AWS RDS PostgreSQL Hardening
Table of contents
- Inception
- Overview
- Tuning AWS RDS
- Hardening AWS RDS
- pg_prewarm — preload relation data into buffer caches
- AWS RDS Proxy
- max_wal_size
- pg_proctab extension
- Minor version upgrade
- Ensure the log destinations are set correctly
- Ensure the logging collector is enabled
- Ensure the correct messages are written to the server log
- Ensure the correct SQL statements generating errors are recorded
- Ensure 'log_statement' is set correctly
- Ensure the PostgreSQL Audit Extension (pgAudit) is enabled
- Ensure logging of replication commands is configured
- Ensure auto backups are configured and functional
- Managing Snapshots
- Enable random_page_cost
- Monitoring RDS Performance
- Resources
Inception
Hello everyone, This article is part of The Terraform + AWS series, And it depends on The AWS RDS Concept Essentials Article, I use this series to publish-out AWS + Terraform Projects & Knowledge.
This Article is written down based on practical experience, AWS Documentation, and CIS Benchmarks with summarizing, collecting, and listing down the important points.
Overview
Hello Gurus, Hardening RDS is a little tricky and its values differ from one situation to another, from company to another as well. Meanwhile, it’s a mandatory step after provisioning a server, database, etc.
The Hardening configurations ensure proper access, controls, collecting logs, audit, protection of data, Allowed ports, etc. It aims to reduce the risk of vulnerabilities.
What is the CIS Benchmark
While Hardening your systems is mandatory, it’s not easy to wade through all system parts and harden them. while hardening and tuning your system you should consider some factors like allowing only the ports and functions that your system depends on, ensuring you’re allowing all system dependencies to avoid affecting your system, and following a general guide that assists you wade through all system parts and here we come to The CIS Benchmarks.
The CIS Benchmark is a set of security best practices and configuration guidelines developed by the Center for Internet Security (CIS). These benchmarks are designed to improve the security posture of multiple platforms (i.e. Linux machines, windows, PostgreSQL Database) by providing recommendations for hardening configurations, ensuring proper access controls, and protecting data. They include measures for securing authentication, encryption, logging, and other critical parts of management areas to reduce the risk of vulnerabilities. Check out the resources below for more information.

★ ★ ★ ★ ★

Continue the article on hardening AWS RDS PostgreSQL above, starting right after its last sentence.

* [Supplied records]
★ ★ ★ ★ ★

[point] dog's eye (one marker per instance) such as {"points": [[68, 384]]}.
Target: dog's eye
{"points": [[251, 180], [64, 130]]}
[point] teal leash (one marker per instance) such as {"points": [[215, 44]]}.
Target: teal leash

★ ★ ★ ★ ★

* [Reply to the exercise]
Today’s Article will walk through Tuning & Hardening RDS configurations, as I have filtered the CIS Benchmarks and AWS best practices.
Tuning AWS RDS
Instance types
Make sure to specify the right RDS instance type suite for your Datadriven usage. The screenshot below clear the common instance type families.
Consider using AWS Gravition2 for cost-saving and better CPU performance almost 30% higher
High-performance GP2 vs IOPS (1O1)
GP2 provides an SSD affordable performance storage with auto-scale up to 64 TiB, on the other hand, IOPS provides almost the same and it is directed to high-performance Input and output data-driven.
Multi-az RDS
Using multi-az RDS in separate to multiple availability zones is highly recommended.
AWS provides multiple options for High-availability RDS database
Read-replica: manually create an RDS then Create a read-replica, the read-replica RDS will accept the application connection for read-only. However, you will manage the failover manually.
Multi-az Instance: provides you with an RDS primary and another one as standby, The standby will not accept application connection. However, AWS Manages the failover.
Multi-az cluster: Provides an RDS with two Stand-by RDSs. One of them accepts the read connection.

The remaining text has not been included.